◆ **Required task**:
Can you render every line of the items below as a JSON list of strings, one string per line, with blank lines dropped?

---- Extracted material

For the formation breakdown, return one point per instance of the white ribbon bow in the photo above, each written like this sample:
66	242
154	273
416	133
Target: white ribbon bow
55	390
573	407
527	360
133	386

--------

◆ **Expected answer**:
[
  "For the formation breakdown, return one point per instance of the white ribbon bow in the photo above, each written like this sample:",
  "66\t242",
  "154\t273",
  "416\t133",
  "Target: white ribbon bow",
  "55\t390",
  "573\t407",
  "527\t360",
  "133\t386"
]